━━ Selected extract ━━

Yiddish to Be Introduced Into Official Medical Terminology
PHILADELPHIA, PA – The Language Council of Hospitals and Institutions of Medicine (LCHAIM) announced yesterday that a number of commonly used Yiddish terms have been approved as acceptable medical terminology. This practice, already commonplace at hospitals in New York City and Los Angeles, has surprisingly spread to predominantly goy cities such as Philadelphia, Boston, Chicago, and even Houston.
“As you can see on this PA chest X-ray, the patient’s trachea is patent and midline, no bony abnormalities, cardiac silhouette is not significant enlarged, however we can clearly visualize an area of schmutz in the right middle lobe that is consistent with our diagnosis of lobar pneumonia,” said first year resident Dr. David Weinberger, at the Hospital of University of Pennsylvania, pointing to the computer screen in the medical intensive care unit.
Just as he was about to move on to his assessment and plan for the female patient being discussed, his phone rang. “Oh, you’ll have to excuse me from rounds for a minute, the nurse for room 862 is saying that the patient is hypotensive, tachycardic, and schvitzing all over the place,” he said as he took off in a hurry.
Dr. Sarah Steinkatz, the supervising resident on the team, began kvetching about her intern, “that mashugana loves to take off like that,” shaking her head in disapproval. She turned to her medical student, who had just returned from schlepping STAT blood cultures down to the microbiology lab, and said, “Ah, Eric, why don’t you pick up the presentation where David left off?” Eric, known by his classmates for his unique chutzpah on rounds, gladly summarized, “This a 63-year-old mensch with a history of diabetes and hypertension who presented with shortness of breath and was transferred from the floor for hypoxic respiratory failure.”

━━━
━━ Extracted entries ━━

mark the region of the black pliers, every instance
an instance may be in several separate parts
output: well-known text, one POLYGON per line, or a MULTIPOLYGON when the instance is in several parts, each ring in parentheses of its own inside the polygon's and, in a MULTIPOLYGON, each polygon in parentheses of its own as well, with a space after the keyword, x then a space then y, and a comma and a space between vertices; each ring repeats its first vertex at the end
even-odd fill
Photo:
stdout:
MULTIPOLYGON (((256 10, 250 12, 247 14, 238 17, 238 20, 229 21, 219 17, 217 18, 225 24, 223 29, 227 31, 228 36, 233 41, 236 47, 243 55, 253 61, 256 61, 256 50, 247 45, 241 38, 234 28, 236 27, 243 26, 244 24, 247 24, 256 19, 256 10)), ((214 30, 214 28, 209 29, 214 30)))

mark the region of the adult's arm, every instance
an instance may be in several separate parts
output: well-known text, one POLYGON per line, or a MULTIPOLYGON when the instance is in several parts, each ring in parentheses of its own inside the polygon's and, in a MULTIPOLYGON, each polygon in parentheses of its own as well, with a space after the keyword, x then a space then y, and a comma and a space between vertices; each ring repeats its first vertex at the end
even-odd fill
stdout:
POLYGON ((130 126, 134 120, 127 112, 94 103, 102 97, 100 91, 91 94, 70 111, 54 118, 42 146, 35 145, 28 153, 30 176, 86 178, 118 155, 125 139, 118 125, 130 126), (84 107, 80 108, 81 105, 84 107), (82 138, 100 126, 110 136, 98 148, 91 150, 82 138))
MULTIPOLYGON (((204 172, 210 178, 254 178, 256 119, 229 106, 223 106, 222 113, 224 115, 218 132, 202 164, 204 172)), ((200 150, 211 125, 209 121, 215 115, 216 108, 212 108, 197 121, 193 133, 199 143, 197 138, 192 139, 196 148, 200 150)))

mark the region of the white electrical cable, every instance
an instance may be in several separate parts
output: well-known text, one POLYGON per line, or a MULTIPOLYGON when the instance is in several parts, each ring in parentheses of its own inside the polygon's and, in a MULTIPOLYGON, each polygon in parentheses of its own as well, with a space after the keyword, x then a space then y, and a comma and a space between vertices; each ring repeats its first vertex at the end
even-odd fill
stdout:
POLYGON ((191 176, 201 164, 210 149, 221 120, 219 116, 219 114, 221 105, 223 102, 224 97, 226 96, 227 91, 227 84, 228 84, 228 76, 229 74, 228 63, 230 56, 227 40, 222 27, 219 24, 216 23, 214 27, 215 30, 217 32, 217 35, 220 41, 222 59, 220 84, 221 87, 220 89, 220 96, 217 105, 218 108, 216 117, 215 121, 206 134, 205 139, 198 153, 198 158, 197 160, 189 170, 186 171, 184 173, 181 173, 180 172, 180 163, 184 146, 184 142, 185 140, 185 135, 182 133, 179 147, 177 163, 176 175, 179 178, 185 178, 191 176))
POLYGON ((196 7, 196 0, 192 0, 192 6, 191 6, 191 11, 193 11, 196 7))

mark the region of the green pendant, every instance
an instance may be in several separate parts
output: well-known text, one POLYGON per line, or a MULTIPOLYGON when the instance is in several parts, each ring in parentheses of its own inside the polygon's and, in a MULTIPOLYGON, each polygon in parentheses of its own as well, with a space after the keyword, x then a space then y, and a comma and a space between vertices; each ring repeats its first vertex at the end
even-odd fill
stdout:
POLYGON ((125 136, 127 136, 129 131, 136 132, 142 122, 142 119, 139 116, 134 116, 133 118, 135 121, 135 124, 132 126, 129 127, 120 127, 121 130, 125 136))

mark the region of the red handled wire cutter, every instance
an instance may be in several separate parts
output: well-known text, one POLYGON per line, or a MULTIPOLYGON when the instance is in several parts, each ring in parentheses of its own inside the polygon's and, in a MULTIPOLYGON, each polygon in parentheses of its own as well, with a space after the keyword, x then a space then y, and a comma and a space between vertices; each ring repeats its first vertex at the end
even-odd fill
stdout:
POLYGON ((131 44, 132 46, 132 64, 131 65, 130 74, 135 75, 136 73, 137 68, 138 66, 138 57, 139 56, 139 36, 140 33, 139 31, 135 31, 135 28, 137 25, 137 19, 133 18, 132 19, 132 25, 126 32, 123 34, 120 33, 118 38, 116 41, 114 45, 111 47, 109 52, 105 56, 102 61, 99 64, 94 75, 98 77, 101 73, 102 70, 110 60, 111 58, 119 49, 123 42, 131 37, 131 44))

━━━

> [Activity] Write the next part of the article about Yiddish entering medical terminology, beginning right after its final sentence.

> [Output below]
The decision by LCHAIM to standardize the use of Yiddish among medical professionals was applauded by members of the local Jewish community, who believe it will significantly improve doctor-patient communication.
Ethel Lipschitz, president of her local Jewish community center in Houston, TX, remarked how much clearer discussions on patient-centered rounds had now become. “I used to get so verklempt when my doctors would use words like ‘diuresis’ or ‘acute on chronic CHF’’, she commented, the 3 other women at the Mah-Jongg table nodding in agreement. “Now the whole team enters my hospital room, we kibitz for a few minutes about the day’s plans, and then they let me get back to my schmaltz,” the newest item on the high-calorie diet for patients with failure to thrive.
Back at the Hospital of the University of Pennsylvania, Dr. Weinberger was heard across the nurses station having a conniption. “This consult note doesn’t have a single real word in it! Those ortho schmucks are a real pain in the tuches!”